Start of Selected excerpt

Showing posts with label John Cassaday. Show all posts
Showing posts with label John Cassaday. Show all posts

Sunday, 18 August 2013

Planetary

 
 What if the Fantastic Four turned bad? We’ll come back to this…

Planetary is a comic series published by Wildstorm comics from 1998 to late 1999. Despite that lengthy period it consists of only twenty-seven regular issues, three crossover issues and an introductory short. It was written by Warren Ellis, drawn by John Cassaday and coloured by Laura Martin. It’s set in the Wildstorm Universe (which has since been assimilated into the DC Universe) but in actuality has very little to do with the company’s established characters or titles. It’s a thematic successor to Ellis’s run on Stormwatch and The Authority.

The series focuses on the Planetary field team. Comprised of Elijah Snow, a man who can subtract heat form the atmosphere, Jakita Wagner, a woman blessed with super strength, and The Drummer, who has complete control over all technology, they’re tasked with uncovering the secret history of their world. That sounds a little broad, and it is. It’s basically the creative team’s excuse for the team getting involved in the plots they do. They have unlimited resources and answer only to the mysterious Fourth Man, the identity of whom becomes one of first of many mysteries in the series.

End of Selected excerpt
Start of Material to process

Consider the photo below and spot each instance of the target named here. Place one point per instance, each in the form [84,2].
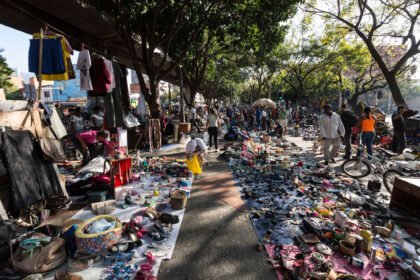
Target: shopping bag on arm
[194,165]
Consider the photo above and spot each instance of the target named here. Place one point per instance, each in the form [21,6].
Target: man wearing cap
[399,140]
[332,132]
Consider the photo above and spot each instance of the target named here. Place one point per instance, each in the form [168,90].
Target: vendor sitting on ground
[97,119]
[278,131]
[198,147]
[87,144]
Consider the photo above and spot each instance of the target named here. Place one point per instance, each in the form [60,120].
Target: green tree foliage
[387,28]
[5,72]
[247,30]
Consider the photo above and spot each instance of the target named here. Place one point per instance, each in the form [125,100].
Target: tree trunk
[353,100]
[390,76]
[395,89]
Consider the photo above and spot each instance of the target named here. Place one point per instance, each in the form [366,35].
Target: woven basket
[97,242]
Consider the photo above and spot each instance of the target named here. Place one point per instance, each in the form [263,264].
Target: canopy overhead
[264,102]
[78,22]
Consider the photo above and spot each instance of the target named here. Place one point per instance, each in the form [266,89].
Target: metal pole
[231,90]
[169,96]
[41,48]
[389,102]
[181,91]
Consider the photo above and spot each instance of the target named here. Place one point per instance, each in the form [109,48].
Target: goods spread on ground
[316,223]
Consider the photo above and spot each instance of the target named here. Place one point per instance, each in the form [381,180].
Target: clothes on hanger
[100,76]
[110,69]
[52,55]
[83,64]
[32,178]
[116,102]
[155,140]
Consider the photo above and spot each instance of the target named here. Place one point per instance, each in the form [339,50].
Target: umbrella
[264,102]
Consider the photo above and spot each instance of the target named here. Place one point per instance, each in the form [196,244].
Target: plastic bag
[193,165]
[206,138]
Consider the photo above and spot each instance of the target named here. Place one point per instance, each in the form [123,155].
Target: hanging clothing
[110,69]
[155,140]
[141,106]
[52,56]
[69,72]
[101,79]
[116,102]
[121,85]
[83,64]
[32,178]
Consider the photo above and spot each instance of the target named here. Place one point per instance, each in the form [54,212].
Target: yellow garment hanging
[66,57]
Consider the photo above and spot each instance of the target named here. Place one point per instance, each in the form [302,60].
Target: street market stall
[316,223]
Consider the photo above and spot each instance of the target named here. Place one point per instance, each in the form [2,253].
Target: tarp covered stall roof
[77,21]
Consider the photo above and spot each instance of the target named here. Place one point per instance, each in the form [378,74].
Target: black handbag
[52,148]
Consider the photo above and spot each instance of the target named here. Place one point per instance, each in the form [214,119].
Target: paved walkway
[217,240]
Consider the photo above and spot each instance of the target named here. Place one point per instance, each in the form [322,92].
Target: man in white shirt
[193,119]
[198,147]
[332,132]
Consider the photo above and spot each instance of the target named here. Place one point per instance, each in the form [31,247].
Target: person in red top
[87,147]
[88,140]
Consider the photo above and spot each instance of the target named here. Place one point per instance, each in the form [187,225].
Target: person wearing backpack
[349,121]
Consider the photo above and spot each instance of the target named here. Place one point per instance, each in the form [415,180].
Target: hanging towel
[83,64]
[101,79]
[52,57]
[69,71]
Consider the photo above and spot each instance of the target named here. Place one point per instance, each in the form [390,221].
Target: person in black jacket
[399,140]
[349,121]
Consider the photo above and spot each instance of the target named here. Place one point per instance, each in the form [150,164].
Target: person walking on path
[349,121]
[213,128]
[332,129]
[268,121]
[367,127]
[193,119]
[283,119]
[264,119]
[258,118]
[399,140]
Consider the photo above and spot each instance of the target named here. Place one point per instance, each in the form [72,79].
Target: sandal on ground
[64,275]
[156,236]
[152,213]
[123,247]
[120,257]
[76,265]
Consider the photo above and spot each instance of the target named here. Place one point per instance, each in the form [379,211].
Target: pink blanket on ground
[341,265]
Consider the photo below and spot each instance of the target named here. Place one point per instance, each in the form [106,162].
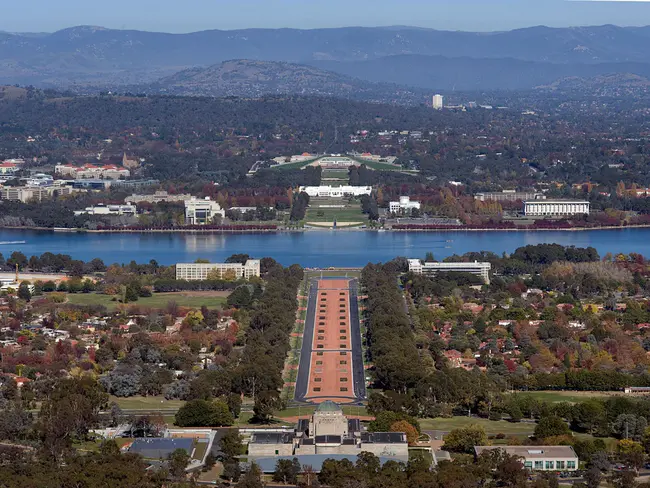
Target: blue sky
[193,15]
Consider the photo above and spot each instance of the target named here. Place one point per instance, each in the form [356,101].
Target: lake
[311,248]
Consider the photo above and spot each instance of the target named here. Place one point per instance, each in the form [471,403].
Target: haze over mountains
[341,61]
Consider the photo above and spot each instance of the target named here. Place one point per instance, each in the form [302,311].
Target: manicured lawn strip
[199,450]
[490,426]
[157,300]
[147,404]
[566,396]
[309,410]
[350,213]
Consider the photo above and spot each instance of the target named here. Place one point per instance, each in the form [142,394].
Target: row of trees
[391,346]
[299,206]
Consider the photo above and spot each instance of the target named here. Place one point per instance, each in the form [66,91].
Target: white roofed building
[481,269]
[336,191]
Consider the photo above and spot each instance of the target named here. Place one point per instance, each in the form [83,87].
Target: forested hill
[436,60]
[250,78]
[173,116]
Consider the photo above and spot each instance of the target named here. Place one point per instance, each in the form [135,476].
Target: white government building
[108,210]
[327,433]
[432,268]
[201,212]
[403,205]
[555,208]
[199,271]
[540,458]
[336,191]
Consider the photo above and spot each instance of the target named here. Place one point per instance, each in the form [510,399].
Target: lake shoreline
[316,229]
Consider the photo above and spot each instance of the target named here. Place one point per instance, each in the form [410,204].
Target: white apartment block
[159,196]
[90,171]
[403,205]
[540,458]
[430,268]
[27,194]
[202,212]
[8,168]
[108,210]
[336,191]
[200,271]
[509,196]
[555,208]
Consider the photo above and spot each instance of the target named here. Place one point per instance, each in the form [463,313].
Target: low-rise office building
[555,208]
[107,171]
[403,205]
[540,458]
[108,210]
[481,269]
[202,212]
[27,194]
[336,191]
[200,271]
[159,196]
[8,168]
[509,196]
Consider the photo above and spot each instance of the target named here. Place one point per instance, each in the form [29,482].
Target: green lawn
[349,213]
[147,404]
[566,396]
[490,426]
[333,273]
[309,410]
[157,300]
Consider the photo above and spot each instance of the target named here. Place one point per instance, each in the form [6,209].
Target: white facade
[540,458]
[336,191]
[39,179]
[509,196]
[555,208]
[201,212]
[26,194]
[8,168]
[108,210]
[476,268]
[90,171]
[403,205]
[200,271]
[159,196]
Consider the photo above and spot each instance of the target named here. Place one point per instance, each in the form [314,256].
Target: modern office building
[540,458]
[403,205]
[200,271]
[555,208]
[330,433]
[160,447]
[26,194]
[336,191]
[201,212]
[108,210]
[432,268]
[91,171]
[159,196]
[509,196]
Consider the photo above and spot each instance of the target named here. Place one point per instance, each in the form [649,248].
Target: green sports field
[157,300]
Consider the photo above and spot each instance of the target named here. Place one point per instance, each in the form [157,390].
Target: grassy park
[566,396]
[491,426]
[328,210]
[157,300]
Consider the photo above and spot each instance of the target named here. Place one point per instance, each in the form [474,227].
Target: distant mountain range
[250,78]
[422,58]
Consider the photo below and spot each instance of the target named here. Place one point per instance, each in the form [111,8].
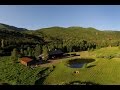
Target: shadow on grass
[81,83]
[79,63]
[91,66]
[43,75]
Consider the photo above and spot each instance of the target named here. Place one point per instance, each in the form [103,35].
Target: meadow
[103,71]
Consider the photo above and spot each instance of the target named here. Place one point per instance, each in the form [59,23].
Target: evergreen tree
[22,52]
[25,53]
[45,53]
[14,55]
[38,50]
[29,51]
[2,43]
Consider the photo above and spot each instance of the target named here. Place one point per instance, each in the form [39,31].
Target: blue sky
[102,17]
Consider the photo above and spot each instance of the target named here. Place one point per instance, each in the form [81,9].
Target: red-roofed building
[26,61]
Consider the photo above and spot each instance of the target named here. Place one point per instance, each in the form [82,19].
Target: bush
[85,65]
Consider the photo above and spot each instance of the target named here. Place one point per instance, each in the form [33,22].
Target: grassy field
[103,70]
[18,74]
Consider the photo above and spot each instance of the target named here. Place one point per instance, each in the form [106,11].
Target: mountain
[11,28]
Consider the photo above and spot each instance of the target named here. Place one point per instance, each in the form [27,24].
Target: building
[26,61]
[55,53]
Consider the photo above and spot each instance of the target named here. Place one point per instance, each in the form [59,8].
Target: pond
[79,63]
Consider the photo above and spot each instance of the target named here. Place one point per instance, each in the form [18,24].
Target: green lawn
[106,71]
[16,73]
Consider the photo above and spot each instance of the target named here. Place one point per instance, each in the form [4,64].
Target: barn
[55,53]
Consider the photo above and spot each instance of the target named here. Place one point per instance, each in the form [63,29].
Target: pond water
[79,63]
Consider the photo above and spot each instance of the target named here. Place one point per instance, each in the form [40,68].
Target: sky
[101,17]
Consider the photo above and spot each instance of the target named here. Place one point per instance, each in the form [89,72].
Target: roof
[55,52]
[26,59]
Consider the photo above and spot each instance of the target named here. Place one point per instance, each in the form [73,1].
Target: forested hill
[76,37]
[68,39]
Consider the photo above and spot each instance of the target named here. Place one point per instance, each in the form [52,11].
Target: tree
[25,52]
[2,43]
[22,52]
[14,55]
[38,50]
[45,53]
[29,51]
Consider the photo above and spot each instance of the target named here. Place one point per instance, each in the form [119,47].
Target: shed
[26,61]
[55,53]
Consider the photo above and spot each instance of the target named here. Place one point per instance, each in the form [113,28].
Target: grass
[16,73]
[104,71]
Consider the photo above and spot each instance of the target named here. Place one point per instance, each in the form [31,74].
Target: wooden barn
[55,53]
[26,61]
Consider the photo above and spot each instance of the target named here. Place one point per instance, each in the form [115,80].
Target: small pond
[79,63]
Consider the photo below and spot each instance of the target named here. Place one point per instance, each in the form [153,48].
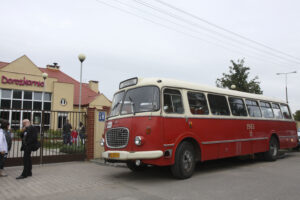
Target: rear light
[139,140]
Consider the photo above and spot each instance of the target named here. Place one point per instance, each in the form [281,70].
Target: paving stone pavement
[49,179]
[226,179]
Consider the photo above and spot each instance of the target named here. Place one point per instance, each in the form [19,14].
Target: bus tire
[184,161]
[135,168]
[272,154]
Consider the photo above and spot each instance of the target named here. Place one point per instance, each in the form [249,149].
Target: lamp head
[81,57]
[44,75]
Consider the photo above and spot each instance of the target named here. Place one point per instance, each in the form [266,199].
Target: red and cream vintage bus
[164,122]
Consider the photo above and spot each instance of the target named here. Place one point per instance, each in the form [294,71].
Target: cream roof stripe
[205,88]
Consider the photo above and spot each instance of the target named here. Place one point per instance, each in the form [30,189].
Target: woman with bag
[3,150]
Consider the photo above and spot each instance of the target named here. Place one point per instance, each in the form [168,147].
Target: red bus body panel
[216,137]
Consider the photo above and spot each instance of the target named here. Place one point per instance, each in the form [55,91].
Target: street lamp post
[45,76]
[81,58]
[285,74]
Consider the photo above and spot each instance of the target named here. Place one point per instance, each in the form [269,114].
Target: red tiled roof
[87,94]
[3,64]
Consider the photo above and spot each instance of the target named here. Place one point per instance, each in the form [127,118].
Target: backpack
[8,139]
[37,143]
[36,146]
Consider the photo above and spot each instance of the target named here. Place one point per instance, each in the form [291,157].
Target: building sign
[101,116]
[24,81]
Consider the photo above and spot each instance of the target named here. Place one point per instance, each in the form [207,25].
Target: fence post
[90,133]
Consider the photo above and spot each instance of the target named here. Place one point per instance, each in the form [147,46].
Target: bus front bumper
[126,155]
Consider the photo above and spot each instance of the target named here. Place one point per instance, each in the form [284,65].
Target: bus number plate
[114,155]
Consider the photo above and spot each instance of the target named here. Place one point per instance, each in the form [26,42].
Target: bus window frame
[182,100]
[159,107]
[257,101]
[226,97]
[279,109]
[288,107]
[243,99]
[188,103]
[270,103]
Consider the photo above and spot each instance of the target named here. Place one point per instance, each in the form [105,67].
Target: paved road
[230,179]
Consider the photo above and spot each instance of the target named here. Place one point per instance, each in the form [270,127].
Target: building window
[5,104]
[37,96]
[13,101]
[62,118]
[6,94]
[27,95]
[17,104]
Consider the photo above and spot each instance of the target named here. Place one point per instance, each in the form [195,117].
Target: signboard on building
[24,81]
[101,116]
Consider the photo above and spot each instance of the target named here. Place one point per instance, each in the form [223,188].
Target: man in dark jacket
[67,132]
[29,141]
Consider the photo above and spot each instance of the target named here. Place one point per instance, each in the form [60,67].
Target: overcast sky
[119,45]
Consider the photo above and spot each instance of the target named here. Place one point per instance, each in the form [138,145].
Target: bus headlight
[102,142]
[139,140]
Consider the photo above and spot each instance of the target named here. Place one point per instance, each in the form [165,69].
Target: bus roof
[163,82]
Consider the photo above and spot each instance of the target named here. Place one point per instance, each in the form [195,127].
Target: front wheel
[184,161]
[272,154]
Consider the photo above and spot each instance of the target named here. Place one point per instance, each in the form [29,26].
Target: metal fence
[56,146]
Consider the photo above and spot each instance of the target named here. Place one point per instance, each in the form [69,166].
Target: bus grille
[117,138]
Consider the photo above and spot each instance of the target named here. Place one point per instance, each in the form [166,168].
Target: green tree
[238,75]
[297,115]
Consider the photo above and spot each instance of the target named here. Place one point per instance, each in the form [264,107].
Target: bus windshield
[142,99]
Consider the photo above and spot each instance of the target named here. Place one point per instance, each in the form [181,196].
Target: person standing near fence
[29,141]
[3,151]
[6,132]
[67,132]
[82,132]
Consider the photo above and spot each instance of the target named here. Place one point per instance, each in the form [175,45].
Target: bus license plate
[114,155]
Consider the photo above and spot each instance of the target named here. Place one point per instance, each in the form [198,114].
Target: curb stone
[102,162]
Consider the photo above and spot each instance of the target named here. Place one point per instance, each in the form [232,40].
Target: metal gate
[56,146]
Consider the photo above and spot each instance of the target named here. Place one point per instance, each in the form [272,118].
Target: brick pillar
[90,133]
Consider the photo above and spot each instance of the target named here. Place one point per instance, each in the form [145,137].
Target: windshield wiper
[132,103]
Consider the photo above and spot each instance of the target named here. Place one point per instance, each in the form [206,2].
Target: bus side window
[237,106]
[173,101]
[218,104]
[197,103]
[277,111]
[285,111]
[266,110]
[253,108]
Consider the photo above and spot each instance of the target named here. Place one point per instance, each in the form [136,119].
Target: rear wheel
[134,167]
[272,154]
[184,161]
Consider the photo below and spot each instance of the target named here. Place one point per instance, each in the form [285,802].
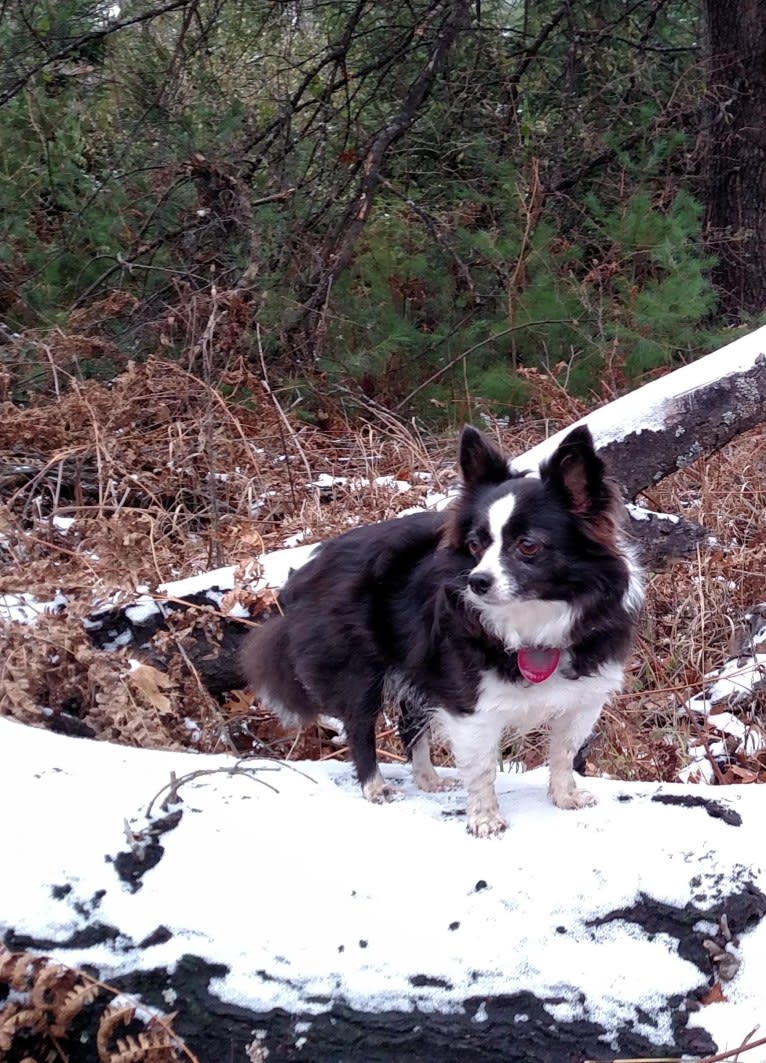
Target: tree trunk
[734,147]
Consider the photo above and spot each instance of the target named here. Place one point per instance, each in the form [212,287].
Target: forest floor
[108,489]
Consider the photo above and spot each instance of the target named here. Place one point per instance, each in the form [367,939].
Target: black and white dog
[513,608]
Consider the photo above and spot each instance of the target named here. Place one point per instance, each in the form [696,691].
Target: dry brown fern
[55,995]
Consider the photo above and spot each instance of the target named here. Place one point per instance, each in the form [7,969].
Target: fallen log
[281,916]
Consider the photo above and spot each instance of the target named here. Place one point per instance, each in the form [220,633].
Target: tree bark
[734,153]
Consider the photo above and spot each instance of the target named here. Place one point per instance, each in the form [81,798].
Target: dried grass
[167,475]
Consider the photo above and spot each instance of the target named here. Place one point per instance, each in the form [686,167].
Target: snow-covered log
[282,916]
[677,419]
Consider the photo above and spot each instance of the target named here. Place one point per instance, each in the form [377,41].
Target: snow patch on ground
[287,870]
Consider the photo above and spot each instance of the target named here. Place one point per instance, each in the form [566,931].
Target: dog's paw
[573,798]
[486,824]
[377,791]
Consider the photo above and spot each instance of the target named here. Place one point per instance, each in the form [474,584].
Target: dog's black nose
[479,581]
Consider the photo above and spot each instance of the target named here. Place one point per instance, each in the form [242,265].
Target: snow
[286,869]
[625,416]
[26,608]
[733,684]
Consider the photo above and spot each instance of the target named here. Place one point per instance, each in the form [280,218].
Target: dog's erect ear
[480,462]
[577,473]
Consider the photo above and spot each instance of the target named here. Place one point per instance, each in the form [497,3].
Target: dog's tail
[265,661]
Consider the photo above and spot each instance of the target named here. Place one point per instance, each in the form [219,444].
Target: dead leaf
[714,995]
[151,682]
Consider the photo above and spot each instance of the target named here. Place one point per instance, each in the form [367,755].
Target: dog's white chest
[523,707]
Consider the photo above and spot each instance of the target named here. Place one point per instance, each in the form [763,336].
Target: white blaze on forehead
[499,513]
[497,517]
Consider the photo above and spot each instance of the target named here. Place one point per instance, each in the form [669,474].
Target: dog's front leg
[567,734]
[474,740]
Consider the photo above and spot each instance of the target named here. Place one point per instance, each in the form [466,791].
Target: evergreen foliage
[535,208]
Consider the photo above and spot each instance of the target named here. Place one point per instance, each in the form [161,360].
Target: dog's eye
[527,547]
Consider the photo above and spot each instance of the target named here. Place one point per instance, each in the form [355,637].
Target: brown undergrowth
[165,475]
[58,1013]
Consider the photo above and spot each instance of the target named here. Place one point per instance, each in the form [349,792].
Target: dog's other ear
[480,462]
[577,473]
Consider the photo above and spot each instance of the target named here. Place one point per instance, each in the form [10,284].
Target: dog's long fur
[441,613]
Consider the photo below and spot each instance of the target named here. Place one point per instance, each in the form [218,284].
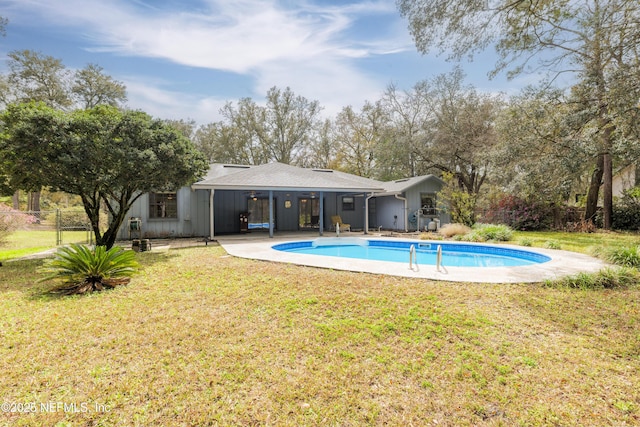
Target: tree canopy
[594,40]
[104,155]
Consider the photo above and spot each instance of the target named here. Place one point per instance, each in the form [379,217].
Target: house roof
[401,185]
[282,177]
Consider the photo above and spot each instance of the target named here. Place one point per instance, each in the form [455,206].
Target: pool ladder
[412,257]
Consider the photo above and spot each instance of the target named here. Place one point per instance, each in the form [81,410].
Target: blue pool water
[453,254]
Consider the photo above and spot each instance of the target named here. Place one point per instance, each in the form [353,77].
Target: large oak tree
[106,156]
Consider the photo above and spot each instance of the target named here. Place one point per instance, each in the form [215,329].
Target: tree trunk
[594,190]
[16,200]
[607,191]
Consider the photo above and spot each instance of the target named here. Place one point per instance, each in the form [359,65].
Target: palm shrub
[493,232]
[82,269]
[625,256]
[607,278]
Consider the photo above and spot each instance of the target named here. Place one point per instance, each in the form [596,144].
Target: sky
[184,59]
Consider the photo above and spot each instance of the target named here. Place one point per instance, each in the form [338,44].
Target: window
[163,205]
[428,204]
[348,204]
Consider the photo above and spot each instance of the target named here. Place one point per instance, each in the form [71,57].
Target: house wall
[390,214]
[388,207]
[193,213]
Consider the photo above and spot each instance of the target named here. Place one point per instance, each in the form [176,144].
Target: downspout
[366,213]
[406,211]
[211,221]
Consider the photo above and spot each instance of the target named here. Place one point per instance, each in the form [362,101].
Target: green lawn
[27,242]
[200,338]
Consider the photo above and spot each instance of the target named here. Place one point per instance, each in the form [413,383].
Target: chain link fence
[44,228]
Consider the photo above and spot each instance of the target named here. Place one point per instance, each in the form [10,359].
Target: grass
[586,243]
[28,242]
[201,338]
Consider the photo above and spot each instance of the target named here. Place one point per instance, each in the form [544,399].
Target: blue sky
[186,58]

End of Material to process

The tasks =>
(a) Identify every line in the records that contains the string "lamp", and copy each of those lines out.
(b) Finish out the next part of the blog post on the Planetary comic series, picking up after its final sentence.

Results for the exercise =>
(a)
Target: lamp head
Target: street lamp post

(b)
This is a completely accurate summary but it also fails to do Planetary justice. There’s so much more to the title.

The central conceit of Planetary is Ellis’s use of history to create a world of wonder. There’s an ongoing plot threat and a few loose arcs but all but two of the issues are self-contained stories (the two that aren’t are a two part story). This allows Ellis much more creative freedom than the traditional approach does. There’s no regular base or lengthy, convoluted explanations about how bad guys that were definitely killed last time we saw them are able to return.

Ellis makes use of a number of literary sources for Planetary. Issue two, for example, draws heavily on the tradition of Japanese monster movies. Issue eight is a cross between Cold War paranoia and fifties B movies. Australian creation myths are the basis of much of issue fifteen, although John Carter of Mars is also a source of inspiration for that issue. That should hint at how broad the series can be even within one issue. Action movies, Sherlock Holmes, The (Steed and Peel) Avengers, Norse mythology, and the X Files all provide ideas for Ellis at various points too. It’s an eclectic mixture of literature, pop culture, TV shows, and, of course, comic book history.

It sounds incredibly busy but it’s all perfectly judged, the sources never overshadow the central plot or the characters Ellis has created. Ellis uses the fiction we’re all familiar with as a storytelling shorthand. It’s a little like Alan Moore’s League of Extraordinary Gentlemen, only broader in its reach and less focused on using the sources it uses as the centre point of its tale.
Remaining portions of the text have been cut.